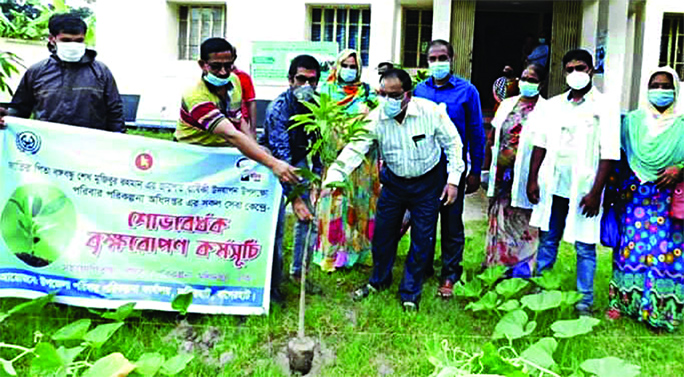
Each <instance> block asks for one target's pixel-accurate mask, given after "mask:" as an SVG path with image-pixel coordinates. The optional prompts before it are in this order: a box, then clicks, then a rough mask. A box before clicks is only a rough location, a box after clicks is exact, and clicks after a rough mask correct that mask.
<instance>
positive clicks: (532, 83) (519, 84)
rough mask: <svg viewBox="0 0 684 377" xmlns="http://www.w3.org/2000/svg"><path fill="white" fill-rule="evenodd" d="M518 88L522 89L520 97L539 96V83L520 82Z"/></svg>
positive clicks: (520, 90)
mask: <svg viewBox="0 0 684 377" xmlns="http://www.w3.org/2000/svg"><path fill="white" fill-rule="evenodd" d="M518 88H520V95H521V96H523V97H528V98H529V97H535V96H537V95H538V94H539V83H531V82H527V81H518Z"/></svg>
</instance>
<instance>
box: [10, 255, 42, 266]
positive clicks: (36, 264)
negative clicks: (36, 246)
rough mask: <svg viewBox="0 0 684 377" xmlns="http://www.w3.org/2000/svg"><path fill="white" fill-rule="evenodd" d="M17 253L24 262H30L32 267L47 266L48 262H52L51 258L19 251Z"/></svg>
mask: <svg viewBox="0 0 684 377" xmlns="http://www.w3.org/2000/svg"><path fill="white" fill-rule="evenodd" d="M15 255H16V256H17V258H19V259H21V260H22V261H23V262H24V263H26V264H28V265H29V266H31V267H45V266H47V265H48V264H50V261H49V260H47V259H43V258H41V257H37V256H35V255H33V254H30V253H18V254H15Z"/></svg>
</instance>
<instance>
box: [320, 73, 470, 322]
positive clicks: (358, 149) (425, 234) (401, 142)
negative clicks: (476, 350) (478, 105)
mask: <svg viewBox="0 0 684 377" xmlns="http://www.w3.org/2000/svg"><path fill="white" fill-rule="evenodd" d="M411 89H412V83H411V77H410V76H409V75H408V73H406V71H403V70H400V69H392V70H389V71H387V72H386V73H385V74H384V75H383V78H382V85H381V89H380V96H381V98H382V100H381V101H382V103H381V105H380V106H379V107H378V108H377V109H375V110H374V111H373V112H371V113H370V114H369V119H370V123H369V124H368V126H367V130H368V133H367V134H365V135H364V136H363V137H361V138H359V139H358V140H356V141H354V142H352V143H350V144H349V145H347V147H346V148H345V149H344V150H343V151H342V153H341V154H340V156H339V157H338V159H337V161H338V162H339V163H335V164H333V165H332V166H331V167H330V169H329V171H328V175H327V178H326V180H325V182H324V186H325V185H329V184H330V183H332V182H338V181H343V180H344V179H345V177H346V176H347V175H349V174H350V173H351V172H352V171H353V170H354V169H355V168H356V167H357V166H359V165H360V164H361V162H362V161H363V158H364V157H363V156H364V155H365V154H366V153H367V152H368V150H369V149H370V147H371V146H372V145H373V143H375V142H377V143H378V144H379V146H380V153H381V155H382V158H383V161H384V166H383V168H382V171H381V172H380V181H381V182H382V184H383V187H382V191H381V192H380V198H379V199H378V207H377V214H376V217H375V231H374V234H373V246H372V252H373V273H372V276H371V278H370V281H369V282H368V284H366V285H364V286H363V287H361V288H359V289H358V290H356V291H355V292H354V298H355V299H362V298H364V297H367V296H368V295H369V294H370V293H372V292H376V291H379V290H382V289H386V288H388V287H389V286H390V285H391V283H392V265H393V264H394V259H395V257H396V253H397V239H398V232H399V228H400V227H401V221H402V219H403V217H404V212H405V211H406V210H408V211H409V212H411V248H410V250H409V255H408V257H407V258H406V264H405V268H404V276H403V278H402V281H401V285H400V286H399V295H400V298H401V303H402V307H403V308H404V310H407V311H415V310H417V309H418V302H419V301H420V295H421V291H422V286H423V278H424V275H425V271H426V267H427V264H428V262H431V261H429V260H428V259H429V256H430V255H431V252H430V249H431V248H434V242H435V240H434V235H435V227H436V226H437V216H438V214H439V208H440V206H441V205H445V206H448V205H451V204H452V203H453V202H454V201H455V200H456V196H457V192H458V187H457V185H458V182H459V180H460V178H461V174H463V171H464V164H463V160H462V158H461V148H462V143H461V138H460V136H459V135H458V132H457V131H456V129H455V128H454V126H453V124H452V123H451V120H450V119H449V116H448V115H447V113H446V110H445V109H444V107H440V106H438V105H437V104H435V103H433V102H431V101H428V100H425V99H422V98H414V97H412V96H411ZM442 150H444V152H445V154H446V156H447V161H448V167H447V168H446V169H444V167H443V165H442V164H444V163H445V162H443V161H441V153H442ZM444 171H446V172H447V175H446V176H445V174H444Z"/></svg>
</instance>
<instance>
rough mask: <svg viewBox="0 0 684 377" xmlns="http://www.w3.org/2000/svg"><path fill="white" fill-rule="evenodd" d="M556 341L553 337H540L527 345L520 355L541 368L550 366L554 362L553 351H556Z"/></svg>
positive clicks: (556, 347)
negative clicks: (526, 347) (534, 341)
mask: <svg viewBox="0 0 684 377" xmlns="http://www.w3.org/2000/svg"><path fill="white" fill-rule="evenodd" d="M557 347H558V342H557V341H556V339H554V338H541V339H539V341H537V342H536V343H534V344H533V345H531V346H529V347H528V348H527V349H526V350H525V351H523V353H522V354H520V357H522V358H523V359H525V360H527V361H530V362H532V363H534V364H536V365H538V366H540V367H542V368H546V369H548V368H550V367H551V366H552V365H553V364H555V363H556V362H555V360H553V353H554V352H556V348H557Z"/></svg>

* * *

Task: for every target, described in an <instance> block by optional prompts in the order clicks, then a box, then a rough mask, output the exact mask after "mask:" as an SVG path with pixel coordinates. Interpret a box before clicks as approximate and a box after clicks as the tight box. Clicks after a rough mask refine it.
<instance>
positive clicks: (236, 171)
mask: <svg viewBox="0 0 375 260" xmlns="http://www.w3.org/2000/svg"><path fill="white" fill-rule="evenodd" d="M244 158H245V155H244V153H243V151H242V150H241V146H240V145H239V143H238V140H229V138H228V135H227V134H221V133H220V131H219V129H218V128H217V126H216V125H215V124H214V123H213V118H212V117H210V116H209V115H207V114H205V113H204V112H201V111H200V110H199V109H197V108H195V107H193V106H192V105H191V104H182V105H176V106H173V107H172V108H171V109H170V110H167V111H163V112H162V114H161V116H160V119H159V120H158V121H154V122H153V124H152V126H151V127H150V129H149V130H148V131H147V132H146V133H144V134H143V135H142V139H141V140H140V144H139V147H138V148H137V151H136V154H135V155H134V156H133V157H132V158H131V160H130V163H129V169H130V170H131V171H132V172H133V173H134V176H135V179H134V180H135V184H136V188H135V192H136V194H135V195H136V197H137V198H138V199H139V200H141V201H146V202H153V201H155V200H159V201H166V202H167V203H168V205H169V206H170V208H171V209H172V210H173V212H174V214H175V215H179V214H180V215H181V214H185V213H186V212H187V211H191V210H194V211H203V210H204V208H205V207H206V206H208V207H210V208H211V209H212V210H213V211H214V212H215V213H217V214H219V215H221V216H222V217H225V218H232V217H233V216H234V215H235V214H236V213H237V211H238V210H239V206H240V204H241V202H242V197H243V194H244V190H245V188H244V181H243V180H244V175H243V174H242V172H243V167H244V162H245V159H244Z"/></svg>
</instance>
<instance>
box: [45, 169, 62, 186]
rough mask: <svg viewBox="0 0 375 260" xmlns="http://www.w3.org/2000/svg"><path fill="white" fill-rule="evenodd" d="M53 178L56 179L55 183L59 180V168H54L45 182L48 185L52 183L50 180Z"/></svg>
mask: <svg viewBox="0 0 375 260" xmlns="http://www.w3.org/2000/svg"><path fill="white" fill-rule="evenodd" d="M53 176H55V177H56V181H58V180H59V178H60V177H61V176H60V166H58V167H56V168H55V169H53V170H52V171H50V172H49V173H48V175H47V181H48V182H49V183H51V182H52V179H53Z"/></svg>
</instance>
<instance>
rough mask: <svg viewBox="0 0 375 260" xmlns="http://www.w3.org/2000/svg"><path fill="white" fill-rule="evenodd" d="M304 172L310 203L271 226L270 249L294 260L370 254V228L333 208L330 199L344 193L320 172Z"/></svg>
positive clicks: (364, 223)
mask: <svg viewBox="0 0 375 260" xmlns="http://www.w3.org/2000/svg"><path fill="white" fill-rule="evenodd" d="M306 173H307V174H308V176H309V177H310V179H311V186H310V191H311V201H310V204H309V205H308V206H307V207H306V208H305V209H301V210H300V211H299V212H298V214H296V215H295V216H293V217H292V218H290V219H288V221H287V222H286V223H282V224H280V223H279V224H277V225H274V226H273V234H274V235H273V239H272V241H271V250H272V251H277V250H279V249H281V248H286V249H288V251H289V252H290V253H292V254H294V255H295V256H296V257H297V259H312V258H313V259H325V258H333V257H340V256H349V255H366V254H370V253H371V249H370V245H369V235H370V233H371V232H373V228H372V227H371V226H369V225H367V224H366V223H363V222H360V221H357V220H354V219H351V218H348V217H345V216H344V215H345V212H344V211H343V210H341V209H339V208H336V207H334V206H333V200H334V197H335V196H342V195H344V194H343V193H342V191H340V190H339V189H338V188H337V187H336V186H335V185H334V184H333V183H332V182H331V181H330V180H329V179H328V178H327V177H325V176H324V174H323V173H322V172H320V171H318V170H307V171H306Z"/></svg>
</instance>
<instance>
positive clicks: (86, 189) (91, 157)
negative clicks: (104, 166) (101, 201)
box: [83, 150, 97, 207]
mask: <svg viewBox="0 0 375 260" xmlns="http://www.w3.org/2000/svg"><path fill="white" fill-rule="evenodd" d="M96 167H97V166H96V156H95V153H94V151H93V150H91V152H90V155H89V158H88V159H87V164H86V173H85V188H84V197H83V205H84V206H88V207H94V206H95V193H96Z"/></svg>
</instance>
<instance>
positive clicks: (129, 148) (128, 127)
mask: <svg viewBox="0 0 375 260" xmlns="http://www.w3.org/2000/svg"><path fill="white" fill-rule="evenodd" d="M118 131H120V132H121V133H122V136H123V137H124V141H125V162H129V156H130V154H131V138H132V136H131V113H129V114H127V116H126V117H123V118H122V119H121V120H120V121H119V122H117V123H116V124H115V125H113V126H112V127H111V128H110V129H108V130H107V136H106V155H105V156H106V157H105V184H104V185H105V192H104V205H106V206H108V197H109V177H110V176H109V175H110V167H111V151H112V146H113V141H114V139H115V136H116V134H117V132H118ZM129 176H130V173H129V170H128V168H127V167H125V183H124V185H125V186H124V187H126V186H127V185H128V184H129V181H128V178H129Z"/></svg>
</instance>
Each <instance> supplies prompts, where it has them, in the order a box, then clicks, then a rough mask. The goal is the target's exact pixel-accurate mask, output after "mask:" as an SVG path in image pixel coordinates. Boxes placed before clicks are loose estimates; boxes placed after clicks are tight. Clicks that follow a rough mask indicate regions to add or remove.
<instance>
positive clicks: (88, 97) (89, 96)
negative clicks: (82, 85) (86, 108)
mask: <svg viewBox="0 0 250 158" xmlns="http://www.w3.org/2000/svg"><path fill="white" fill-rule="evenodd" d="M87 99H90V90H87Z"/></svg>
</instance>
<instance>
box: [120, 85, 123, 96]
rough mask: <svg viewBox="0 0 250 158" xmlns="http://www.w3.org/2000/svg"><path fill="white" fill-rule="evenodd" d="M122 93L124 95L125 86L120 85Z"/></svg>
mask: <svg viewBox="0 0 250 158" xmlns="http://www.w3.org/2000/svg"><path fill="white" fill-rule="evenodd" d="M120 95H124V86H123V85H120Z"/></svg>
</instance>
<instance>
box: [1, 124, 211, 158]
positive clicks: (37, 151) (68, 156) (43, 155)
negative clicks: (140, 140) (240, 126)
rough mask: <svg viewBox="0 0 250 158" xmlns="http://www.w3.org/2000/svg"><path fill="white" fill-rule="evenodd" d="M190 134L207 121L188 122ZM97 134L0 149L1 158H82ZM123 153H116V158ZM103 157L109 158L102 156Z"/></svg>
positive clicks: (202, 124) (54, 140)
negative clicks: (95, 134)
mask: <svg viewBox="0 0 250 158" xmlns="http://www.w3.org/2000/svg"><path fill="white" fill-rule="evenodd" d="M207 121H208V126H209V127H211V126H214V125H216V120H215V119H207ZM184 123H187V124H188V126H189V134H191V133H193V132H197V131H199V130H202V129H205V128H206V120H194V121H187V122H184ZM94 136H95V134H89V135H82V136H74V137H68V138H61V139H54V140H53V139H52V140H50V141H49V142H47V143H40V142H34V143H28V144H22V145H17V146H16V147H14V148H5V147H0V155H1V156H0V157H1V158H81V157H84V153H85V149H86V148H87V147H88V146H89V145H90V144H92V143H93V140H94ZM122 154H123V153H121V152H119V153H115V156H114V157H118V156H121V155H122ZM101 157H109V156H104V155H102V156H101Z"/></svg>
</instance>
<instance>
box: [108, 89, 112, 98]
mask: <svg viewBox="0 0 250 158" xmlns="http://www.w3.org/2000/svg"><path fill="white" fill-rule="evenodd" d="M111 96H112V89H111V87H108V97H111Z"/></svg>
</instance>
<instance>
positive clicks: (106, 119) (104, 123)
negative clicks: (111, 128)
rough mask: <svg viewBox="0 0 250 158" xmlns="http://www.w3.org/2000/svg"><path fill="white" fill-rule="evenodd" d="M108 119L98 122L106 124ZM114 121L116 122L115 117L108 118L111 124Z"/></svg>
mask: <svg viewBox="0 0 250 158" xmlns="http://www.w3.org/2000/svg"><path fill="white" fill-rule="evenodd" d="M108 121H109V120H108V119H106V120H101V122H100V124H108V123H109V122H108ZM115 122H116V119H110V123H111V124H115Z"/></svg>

==

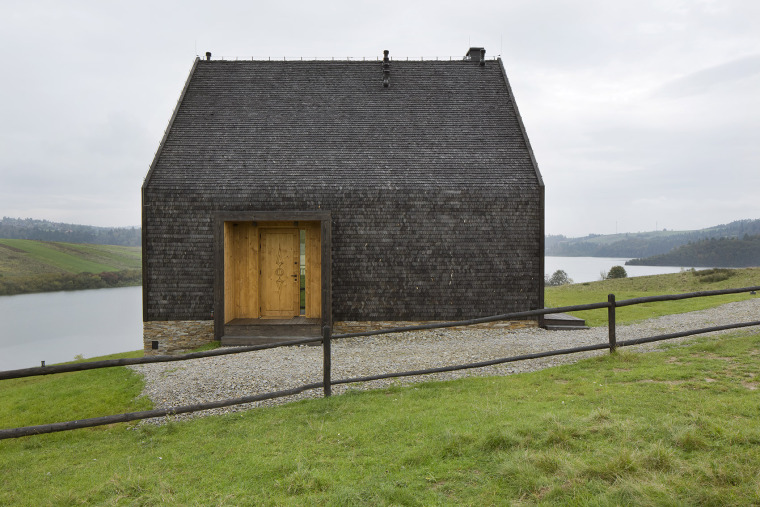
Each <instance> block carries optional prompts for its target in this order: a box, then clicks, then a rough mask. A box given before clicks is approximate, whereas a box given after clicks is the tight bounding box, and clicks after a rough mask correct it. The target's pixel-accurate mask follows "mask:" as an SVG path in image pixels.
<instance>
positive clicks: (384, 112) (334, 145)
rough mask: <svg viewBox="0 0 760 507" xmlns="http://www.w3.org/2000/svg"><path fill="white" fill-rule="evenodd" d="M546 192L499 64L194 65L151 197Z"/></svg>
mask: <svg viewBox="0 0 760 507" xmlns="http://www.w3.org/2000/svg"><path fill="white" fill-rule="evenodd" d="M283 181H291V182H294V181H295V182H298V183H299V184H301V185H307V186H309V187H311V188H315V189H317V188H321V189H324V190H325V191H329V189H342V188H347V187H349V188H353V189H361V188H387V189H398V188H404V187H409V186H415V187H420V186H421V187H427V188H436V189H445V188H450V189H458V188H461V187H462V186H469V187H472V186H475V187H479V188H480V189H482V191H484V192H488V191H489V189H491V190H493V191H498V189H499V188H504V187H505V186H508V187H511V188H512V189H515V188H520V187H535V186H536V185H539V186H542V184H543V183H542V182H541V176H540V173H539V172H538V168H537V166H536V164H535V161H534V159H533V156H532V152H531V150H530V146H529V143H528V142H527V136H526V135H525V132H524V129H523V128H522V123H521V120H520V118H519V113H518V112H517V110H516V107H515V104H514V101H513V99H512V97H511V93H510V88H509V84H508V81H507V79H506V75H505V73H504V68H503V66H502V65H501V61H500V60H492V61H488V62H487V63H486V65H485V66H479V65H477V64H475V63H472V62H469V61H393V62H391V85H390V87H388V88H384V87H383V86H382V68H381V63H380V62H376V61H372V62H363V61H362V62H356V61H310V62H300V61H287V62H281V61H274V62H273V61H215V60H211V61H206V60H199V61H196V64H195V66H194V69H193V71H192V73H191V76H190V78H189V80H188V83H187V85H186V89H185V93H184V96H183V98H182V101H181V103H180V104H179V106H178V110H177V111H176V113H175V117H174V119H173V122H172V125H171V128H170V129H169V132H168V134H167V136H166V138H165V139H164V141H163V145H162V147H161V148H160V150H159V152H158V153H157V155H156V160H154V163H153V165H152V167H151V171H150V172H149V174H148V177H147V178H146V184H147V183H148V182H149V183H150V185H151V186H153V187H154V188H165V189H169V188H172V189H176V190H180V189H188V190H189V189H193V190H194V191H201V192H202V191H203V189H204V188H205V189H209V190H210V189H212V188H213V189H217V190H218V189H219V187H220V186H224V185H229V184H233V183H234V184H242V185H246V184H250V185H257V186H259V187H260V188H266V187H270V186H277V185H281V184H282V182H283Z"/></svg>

* _Work request_
Rewrite the lines from the one containing "Each <instance> block asks" through the one containing "positive clicks: (532, 83) (519, 84)", substituting "coarse mask" for "rough mask" and changing nothing else. Return only those lines.

* _Answer area_
Each <instance> block asks for one target's pixel-accurate mask, given after "mask:" as an SVG path with image-pixel coordinates. The optional prompts before it are in this order: a box, then clicks, then a coarse mask. A box before clicks is only a rough location, a box after clicks is exact, and clicks after a coarse mask correct that mask.
<instance>
positive clicks: (532, 83) (519, 84)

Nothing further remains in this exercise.